=== Document text ===
No, the 80s and before were better for one reason.

The 24-hour news channels were still in their infancy, and except for CNN, did not exist.

That made that period easier to navigate.

I think in many instances, the need for maintaining a profitable news network has created a divide in politics that may not have existed before.

Think about it. Before CNN, the primary stations, ABC, CBS, and NBC had an evening news program. They usually also had a late night and morning news program. Radio had news. Of course, the papers covered stories.

But, those outlets left for the time to verify the accuracy of the story before being presented to the public at large. There were more check and balances to ensure the story that you and I heard was as accurate as possible.

Then the dark ages came. The dark side of the 24-hour news cycle.

How do you run a profitable 24-hour news station profitably?

Easy, you make sure you have the breaking story.

By being the guy talking about a story before the others meant that people were watching you and not the other stations. Viewers viewed your commercials, and advertisers want to be on your network.

And as a result, the checks and balances, the accuracy, the confirmation of the news being sent out were not as secure as it used to be. Journalistic integrity gave way to revenue dollars.

Stations would share a “breaking story” even if they had flimsy facts to be the first one talking about them. The network could always update the breaking news story as more facts came out.

With more emerging cable news stations and the rise of internet stories, the pressure to be the first, to be the one that everyone turned to, some stations and personalities started being loose with the facts.

Once corporate executives discovered that not only would people flock to the news story that covered the latest breaking news, but with the one with the slant to the viewer’s political views, the stations hit gold.

Now the holes of missing facts in breaking stories were filled with politically slanted speculation of anchors and analysts.

So the idea of designer news, or as the masses call it “fake news” was born.
=== Given data ===
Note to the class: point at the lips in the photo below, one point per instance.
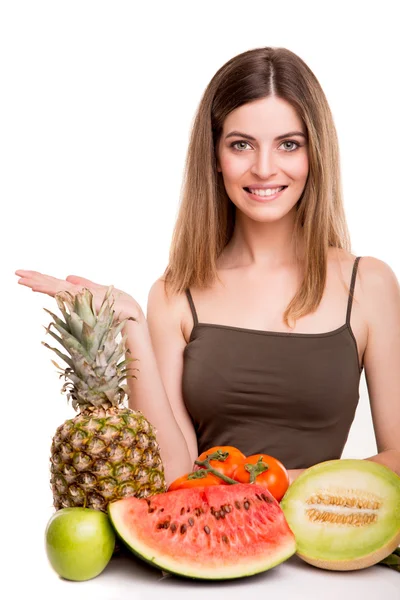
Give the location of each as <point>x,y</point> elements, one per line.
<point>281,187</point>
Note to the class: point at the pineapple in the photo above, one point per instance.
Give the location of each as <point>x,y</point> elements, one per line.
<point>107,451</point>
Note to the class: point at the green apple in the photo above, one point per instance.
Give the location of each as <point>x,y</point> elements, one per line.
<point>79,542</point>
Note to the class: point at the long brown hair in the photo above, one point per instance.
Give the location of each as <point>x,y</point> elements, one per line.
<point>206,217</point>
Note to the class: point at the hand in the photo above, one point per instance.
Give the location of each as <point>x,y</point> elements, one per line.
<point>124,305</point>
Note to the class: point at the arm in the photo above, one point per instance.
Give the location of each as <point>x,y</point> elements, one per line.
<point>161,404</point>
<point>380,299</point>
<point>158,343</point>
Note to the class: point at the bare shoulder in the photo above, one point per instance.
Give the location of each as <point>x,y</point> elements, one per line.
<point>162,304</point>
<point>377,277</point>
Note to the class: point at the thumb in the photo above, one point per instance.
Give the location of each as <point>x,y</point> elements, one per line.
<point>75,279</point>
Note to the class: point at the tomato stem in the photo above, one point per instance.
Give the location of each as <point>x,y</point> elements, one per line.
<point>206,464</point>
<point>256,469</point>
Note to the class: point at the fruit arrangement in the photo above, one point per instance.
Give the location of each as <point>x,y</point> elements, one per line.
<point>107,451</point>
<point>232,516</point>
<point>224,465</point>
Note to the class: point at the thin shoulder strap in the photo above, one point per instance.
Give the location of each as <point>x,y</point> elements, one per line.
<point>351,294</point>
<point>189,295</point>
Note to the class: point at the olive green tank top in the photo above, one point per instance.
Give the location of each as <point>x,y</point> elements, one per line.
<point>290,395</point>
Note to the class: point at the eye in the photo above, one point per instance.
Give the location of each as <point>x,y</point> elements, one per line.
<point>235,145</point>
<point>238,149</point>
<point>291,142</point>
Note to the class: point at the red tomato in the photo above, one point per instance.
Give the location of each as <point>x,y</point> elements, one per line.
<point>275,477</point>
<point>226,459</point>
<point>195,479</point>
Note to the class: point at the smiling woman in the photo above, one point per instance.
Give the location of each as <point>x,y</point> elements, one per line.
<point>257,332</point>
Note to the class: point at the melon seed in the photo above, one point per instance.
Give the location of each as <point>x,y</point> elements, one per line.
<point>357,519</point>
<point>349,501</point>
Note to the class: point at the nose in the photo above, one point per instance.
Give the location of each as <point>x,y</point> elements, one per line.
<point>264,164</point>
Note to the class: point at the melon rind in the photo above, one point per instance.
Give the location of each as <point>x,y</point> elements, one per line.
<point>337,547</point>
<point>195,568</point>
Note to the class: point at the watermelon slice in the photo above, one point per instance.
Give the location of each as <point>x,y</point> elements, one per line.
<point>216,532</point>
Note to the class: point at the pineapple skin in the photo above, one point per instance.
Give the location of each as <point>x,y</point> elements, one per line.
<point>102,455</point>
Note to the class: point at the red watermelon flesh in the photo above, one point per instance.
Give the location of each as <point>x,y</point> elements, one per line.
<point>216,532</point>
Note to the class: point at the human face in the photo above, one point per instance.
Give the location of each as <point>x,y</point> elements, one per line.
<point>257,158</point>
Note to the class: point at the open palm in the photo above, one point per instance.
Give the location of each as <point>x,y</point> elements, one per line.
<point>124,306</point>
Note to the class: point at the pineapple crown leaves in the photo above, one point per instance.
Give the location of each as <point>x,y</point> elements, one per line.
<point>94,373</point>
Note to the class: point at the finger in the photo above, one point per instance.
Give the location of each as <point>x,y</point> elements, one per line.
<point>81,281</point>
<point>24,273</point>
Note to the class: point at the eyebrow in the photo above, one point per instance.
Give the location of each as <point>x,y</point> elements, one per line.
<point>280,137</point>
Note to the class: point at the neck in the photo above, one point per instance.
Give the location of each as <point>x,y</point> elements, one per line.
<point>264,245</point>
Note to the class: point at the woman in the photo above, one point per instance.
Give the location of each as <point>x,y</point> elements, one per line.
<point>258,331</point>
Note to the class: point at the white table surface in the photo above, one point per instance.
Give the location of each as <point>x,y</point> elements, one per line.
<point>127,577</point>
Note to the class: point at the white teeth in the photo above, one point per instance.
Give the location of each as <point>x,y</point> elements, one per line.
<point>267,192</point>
===
=== Given data ===
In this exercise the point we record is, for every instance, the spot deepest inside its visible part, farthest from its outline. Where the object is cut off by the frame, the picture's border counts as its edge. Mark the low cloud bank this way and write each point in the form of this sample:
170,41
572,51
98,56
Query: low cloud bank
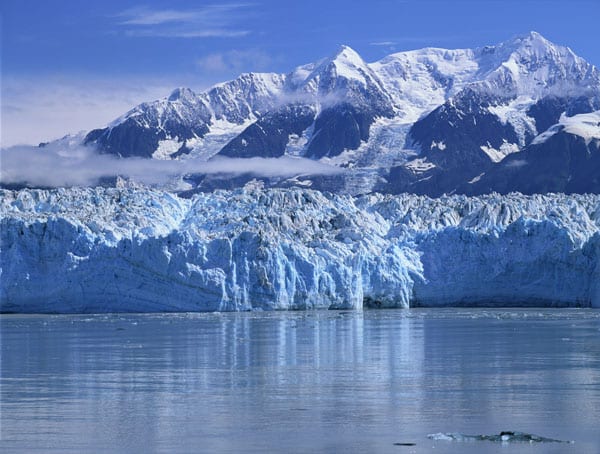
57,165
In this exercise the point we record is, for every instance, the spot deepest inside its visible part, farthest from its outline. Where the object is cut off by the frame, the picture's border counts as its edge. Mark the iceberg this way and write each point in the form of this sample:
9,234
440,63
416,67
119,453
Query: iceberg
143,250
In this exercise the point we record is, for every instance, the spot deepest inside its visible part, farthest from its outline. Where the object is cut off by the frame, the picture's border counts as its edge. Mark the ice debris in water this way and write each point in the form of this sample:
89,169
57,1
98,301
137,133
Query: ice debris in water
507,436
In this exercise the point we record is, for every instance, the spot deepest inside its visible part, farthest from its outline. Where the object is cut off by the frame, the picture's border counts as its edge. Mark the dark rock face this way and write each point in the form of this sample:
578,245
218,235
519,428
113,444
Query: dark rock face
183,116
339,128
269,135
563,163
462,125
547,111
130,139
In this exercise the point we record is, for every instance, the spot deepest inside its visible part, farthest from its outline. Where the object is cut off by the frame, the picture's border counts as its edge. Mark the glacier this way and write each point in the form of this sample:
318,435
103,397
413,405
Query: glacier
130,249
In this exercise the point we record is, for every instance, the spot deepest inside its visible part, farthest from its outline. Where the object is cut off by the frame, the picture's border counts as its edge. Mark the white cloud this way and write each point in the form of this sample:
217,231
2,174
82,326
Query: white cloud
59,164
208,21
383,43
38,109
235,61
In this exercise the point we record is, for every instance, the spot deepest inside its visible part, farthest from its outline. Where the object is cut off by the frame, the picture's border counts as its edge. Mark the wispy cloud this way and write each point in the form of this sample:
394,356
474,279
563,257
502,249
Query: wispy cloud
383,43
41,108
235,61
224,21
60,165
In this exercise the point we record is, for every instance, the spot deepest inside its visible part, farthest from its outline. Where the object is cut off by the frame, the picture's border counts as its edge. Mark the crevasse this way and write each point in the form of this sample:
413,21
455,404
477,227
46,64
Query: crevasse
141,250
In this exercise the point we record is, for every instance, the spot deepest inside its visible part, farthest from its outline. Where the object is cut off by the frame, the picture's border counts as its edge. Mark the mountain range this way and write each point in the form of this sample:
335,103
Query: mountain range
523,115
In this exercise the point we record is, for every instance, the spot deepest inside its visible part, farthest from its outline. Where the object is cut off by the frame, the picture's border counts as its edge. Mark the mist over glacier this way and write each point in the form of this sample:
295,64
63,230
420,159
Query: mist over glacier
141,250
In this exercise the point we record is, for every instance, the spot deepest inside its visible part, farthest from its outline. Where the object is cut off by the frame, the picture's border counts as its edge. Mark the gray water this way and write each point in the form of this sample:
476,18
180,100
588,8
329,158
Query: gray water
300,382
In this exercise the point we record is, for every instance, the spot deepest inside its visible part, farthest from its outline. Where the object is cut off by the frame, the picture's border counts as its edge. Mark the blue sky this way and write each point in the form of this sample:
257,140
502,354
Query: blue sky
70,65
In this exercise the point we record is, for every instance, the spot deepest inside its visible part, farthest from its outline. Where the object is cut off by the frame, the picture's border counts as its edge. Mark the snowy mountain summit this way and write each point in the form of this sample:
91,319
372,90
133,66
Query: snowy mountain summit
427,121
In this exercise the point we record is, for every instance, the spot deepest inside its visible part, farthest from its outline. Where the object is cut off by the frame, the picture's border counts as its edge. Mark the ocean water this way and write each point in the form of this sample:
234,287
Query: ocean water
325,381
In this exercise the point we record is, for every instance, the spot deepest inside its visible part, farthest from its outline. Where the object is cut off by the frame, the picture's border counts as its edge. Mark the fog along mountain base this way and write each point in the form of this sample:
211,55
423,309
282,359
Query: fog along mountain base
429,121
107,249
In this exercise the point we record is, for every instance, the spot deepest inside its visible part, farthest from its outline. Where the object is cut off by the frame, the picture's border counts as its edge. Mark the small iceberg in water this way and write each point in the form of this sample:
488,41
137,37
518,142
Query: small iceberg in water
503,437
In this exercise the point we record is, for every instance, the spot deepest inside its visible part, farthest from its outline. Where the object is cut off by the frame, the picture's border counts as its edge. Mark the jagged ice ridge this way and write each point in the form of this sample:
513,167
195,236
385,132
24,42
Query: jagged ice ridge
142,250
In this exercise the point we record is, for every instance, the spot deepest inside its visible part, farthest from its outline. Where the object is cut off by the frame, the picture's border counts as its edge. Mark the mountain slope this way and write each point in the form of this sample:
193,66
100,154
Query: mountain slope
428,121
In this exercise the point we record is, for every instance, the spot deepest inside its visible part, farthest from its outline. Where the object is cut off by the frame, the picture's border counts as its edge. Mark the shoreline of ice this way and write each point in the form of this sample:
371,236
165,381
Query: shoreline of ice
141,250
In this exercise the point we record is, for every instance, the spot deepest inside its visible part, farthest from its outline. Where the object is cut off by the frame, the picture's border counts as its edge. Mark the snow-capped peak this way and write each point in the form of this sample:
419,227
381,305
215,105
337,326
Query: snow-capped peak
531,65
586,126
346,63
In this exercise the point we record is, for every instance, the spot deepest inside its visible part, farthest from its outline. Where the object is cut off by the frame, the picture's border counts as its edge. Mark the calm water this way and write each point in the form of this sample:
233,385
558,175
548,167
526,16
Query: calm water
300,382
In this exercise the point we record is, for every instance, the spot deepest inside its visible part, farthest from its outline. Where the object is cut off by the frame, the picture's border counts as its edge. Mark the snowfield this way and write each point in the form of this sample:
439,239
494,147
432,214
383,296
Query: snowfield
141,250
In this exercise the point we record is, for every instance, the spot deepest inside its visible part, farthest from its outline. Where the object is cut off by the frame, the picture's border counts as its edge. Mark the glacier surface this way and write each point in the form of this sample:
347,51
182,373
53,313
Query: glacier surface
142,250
===
Task statement:
In the piece on 24-hour news, replace "corporate executives" with "media owners" and write out everything from "With more emerging" down to "anchors and analysts.".

Task solution:
With more emerging cable news stations and the rise of internet stories, the pressure to be the first, to be the one that everyone turned to, some stations and personalities started being loose with the facts.

Once media owners discovered that not only would people flock to the news story that covered the latest breaking news, but with the one with the slant to the viewer’s political views, the stations hit gold.

Now the holes of missing facts in breaking stories were filled with politically slanted speculation of anchors and analysts.